-- Start PASSAGE PROVIDED --

In the above video part 2/8 of his interview, Weinberg says that human life is an ultimate tragedy. He does not realize that this arises out of his atheistic perspective. A believer in Abrahamic faiths has a lot to hope for in Afterlife. Now that we know that he passed away in 2021 and is no longer with us makes his point even more poignant.
Additionally, he says that it is a tragedy as a physicist can never find the final answers and he also claims in this very clip that suggesting God as the final cause of our universe does not add anything. I think that is a hollow claim. Claiming God as the Creator may not give us new empirical data or further understanding of scientific steps but it helps in so many different yet very profound ways.

-- End PASSAGE PROVIDED --

SHORT TASK A:
Answer from the Weinberg passage:
(i) In what year, according to it, did Weinberg pass away?
(ii) What does Weinberg say a physicist can never find?
(iii) Who, it says, has a lot to hope for in Afterlife?
SHORT TASK B: Please give again the records between the lines holding "label=air vent grille action=detect" and "[371,94,429,107]", inclusive, renaming "vent slat" to "louver blade" and keeping everything else unchanged.
The Weinberg passage has no connection to the records.

-- Start RECORDS TO USE --

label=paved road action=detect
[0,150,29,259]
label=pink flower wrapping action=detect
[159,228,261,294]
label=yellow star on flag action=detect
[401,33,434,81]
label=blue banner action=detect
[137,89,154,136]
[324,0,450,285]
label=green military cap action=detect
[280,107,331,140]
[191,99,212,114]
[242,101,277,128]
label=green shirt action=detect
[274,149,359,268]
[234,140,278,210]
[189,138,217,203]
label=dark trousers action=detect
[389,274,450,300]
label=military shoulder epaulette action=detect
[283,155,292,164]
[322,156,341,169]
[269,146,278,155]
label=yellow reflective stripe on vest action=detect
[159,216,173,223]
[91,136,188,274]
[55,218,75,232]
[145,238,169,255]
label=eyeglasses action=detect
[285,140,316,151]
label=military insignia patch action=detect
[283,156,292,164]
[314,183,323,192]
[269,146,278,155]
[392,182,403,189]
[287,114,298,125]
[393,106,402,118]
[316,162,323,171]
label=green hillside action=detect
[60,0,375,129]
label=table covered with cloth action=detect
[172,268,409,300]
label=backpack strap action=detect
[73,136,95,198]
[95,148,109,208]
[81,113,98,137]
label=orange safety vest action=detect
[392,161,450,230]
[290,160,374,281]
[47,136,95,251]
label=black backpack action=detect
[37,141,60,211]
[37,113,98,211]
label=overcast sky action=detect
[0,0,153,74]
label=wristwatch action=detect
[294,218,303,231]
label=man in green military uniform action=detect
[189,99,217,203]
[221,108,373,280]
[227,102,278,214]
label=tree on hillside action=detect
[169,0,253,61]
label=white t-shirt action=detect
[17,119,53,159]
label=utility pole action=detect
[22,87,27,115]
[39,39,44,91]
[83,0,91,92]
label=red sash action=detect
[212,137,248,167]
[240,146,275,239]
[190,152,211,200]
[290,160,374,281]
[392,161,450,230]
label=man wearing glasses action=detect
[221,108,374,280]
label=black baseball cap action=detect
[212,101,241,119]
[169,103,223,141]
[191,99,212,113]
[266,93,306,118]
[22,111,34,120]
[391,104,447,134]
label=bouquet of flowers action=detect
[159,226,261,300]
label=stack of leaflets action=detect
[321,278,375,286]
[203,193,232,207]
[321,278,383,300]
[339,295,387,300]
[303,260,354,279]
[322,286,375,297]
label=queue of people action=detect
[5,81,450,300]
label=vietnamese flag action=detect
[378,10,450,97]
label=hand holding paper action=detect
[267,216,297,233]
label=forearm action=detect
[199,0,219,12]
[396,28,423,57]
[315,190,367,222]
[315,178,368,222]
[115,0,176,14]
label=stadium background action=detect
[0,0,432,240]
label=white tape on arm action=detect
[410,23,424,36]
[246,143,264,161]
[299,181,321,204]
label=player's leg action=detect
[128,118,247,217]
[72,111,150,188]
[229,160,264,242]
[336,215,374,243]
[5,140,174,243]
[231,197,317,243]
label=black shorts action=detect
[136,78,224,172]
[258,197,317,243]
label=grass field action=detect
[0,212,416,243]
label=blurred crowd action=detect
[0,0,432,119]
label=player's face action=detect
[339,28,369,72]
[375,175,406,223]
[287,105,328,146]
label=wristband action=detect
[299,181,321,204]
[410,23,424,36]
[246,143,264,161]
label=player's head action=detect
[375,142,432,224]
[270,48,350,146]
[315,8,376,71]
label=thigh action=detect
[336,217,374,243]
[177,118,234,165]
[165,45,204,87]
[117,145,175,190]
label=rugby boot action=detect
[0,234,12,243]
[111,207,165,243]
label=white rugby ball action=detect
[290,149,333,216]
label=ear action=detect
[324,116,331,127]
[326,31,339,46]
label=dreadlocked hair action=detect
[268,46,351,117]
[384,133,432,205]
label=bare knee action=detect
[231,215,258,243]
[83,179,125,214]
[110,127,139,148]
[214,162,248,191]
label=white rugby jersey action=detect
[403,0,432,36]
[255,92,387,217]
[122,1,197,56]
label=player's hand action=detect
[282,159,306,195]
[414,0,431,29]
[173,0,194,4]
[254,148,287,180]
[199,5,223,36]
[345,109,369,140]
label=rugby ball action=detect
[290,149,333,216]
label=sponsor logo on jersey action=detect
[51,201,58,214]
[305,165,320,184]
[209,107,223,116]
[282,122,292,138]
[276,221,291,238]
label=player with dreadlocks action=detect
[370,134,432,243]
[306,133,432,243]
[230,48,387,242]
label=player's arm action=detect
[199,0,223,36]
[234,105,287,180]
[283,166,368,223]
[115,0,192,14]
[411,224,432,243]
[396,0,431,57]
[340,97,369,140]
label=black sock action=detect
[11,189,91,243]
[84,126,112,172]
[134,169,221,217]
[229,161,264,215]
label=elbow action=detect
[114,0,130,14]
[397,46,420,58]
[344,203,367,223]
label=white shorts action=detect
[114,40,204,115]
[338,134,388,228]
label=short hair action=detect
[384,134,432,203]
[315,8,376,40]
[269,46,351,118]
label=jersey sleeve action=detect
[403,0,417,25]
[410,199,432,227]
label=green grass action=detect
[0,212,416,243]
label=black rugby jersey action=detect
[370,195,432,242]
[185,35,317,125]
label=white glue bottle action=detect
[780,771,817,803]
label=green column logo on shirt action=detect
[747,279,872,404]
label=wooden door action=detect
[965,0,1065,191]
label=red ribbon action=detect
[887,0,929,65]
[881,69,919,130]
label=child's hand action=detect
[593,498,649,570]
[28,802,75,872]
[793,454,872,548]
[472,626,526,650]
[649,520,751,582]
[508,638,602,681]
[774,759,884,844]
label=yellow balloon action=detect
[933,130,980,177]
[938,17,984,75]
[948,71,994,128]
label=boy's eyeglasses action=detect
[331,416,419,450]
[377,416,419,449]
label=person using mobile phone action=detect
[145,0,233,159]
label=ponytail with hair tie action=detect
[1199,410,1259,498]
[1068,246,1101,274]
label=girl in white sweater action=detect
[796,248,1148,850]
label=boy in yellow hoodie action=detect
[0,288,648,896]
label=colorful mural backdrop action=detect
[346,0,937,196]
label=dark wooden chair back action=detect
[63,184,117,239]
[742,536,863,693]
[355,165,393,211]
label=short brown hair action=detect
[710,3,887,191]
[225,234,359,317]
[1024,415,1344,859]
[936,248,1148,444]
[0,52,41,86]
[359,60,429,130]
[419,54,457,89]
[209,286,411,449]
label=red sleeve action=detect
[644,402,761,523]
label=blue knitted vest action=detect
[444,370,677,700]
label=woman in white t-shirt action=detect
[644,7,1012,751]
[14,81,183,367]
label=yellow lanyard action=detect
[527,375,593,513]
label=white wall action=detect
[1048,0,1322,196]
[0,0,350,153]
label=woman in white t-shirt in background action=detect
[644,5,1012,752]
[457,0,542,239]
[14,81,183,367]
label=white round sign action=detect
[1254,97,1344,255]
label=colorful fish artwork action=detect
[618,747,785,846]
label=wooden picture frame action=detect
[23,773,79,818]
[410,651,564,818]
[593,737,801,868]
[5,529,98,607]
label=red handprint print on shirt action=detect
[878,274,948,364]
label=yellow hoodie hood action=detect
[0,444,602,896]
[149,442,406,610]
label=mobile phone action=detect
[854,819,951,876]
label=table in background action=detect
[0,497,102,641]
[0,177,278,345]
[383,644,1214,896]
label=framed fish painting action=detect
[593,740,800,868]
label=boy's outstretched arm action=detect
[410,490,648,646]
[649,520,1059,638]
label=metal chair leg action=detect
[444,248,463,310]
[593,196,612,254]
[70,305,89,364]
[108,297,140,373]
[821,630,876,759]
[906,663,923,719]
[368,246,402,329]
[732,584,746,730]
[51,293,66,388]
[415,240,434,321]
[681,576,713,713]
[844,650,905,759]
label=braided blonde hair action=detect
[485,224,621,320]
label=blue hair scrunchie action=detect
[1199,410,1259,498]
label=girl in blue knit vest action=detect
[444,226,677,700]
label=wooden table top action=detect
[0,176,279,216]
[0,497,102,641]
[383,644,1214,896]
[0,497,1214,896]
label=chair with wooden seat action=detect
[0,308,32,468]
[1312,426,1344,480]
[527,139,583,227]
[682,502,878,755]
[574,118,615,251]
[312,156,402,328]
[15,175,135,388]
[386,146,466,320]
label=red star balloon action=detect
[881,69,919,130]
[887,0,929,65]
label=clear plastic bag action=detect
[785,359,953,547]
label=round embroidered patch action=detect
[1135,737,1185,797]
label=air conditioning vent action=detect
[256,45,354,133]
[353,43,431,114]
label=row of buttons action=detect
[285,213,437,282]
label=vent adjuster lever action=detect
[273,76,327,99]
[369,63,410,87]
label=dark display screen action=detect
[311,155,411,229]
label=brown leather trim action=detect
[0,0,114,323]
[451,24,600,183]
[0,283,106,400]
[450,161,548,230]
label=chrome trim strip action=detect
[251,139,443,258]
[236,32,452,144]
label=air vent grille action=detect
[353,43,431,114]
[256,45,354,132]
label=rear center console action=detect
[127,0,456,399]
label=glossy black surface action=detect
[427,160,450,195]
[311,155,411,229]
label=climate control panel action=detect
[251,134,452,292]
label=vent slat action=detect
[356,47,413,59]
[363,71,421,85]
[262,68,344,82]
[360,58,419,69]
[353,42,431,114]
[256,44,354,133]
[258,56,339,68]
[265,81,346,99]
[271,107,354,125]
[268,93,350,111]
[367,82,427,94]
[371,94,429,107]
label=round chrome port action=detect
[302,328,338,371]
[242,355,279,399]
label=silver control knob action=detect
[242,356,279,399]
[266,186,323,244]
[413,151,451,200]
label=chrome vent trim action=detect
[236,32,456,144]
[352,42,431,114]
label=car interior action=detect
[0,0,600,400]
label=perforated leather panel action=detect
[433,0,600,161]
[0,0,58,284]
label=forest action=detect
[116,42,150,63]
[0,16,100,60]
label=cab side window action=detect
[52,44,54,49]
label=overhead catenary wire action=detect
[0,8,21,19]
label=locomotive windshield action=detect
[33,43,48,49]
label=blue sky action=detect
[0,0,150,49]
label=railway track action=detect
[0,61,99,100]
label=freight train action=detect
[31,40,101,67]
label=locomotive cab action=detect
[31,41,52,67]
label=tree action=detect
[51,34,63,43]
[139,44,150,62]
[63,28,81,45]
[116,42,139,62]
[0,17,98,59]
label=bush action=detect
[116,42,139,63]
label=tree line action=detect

-- End RECORDS TO USE --

SOLUTION A:
(i) 2021
(ii) The final answers
(iii) A believer in Abrahamic faiths

SOLUTION B:
label=air vent grille action=detect
[353,43,431,114]
[256,45,354,132]
label=rear center console action=detect
[127,0,456,399]
label=glossy black surface action=detect
[427,160,450,195]
[311,155,411,229]
label=climate control panel action=detect
[251,134,452,292]
label=louver blade action=detect
[356,47,413,59]
[363,71,421,85]
[262,68,344,82]
[360,58,419,69]
[353,42,431,114]
[256,44,354,133]
[258,56,339,68]
[265,81,346,99]
[271,107,354,125]
[268,93,350,111]
[367,82,427,94]
[371,94,429,107]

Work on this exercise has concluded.